─── ARTICLE ───

Today's D Brief: Tragedy and uncertainty in Mariupol; Belarus says invasion is dragging; Bargaining in Taipei; Caution in Berlin; And a bit more.

Select civilian evacuations from the besieged Ukrainian steel plant in Mariupol picked up again on Wednesday. The first civilians were allowed out on Sunday. But today Ukrainian President Volodymir Zelenskyy is calling for a much wider ceasefire in the vicinity of Mariupol in order to literally dig the survivors—including children—out of the Azovstal factory. 

“It will take time simply to lift people out of those basements, out of those underground shelters,” Zelenskyy said in a statement early Thursday. “In the present conditions, we cannot use heavy equipment to clear the rubble away. It all has to be done by hand,” he added. Russian troops had allegedly attempted to storm the factory Wednesday, but they were “kicked out by our defenders,” one of Zelenskyy’s advisors, Oleksiy Arestovych, said on Ukrainian television. The Associated Press reported Thursday that “heavy fighting” is ongoing around the plant. 

The U.S. State Department is skeptical that any Russian ceasefire will endure around Mariupol. Spokesman Ned Price told reporters Wednesday, “What we have consistently seen, and we’ve seen this even in recent days, is the tendency on the part of the Russian Federation to embrace a so‑called humanitarian pause to cloak itself in the guise of an actor that has humanitarian concerns only to quickly and promptly resume shelling and violence, including against civilians who are trapped in besieged areas, including in Mariupol.”

“There are still hundreds of people who are trapped in the steel plant,” Price said Wednesday. “There are still thousands of people who are in the besieged city of Mariupol who have been once again subject to shelling, to violence. People need to be let out. Humanitarian aid needs to be let in. That dynamic needs to last. That’s what we care about.”

─── EXTRACTED INFORMATION ───

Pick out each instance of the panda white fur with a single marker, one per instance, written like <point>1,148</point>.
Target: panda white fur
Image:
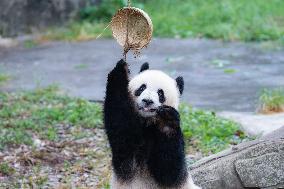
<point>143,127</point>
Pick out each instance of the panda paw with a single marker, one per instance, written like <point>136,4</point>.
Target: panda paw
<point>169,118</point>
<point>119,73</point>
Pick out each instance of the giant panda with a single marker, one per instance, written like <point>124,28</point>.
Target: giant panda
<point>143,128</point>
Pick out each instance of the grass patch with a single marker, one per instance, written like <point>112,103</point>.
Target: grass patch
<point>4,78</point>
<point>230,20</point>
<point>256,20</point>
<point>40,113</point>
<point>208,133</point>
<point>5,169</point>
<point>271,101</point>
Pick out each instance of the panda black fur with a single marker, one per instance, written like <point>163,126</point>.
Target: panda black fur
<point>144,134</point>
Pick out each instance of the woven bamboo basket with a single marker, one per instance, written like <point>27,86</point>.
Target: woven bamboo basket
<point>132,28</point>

───

DIRECTIVES:
- A) Can you rewrite the stretch of the Mariupol report from "Select civilian evacuations" through "the Azovstal factory.", renaming "ceasefire" as "truce"?
- B) In the Mariupol report, who is the spokesman for the U.S. State Department?
Draw only on the Mariupol report, not the records.

ANSWERS TO THE EXERCISES:
- A)
Select civilian evacuations from the besieged Ukrainian steel plant in Mariupol picked up again on Wednesday. The first civilians were allowed out on Sunday. But today Ukrainian President Volodymir Zelenskyy is calling for a much wider truce in the vicinity of Mariupol in order to literally dig the survivors—including children—out of the Azovstal factory.

- B) Ned Price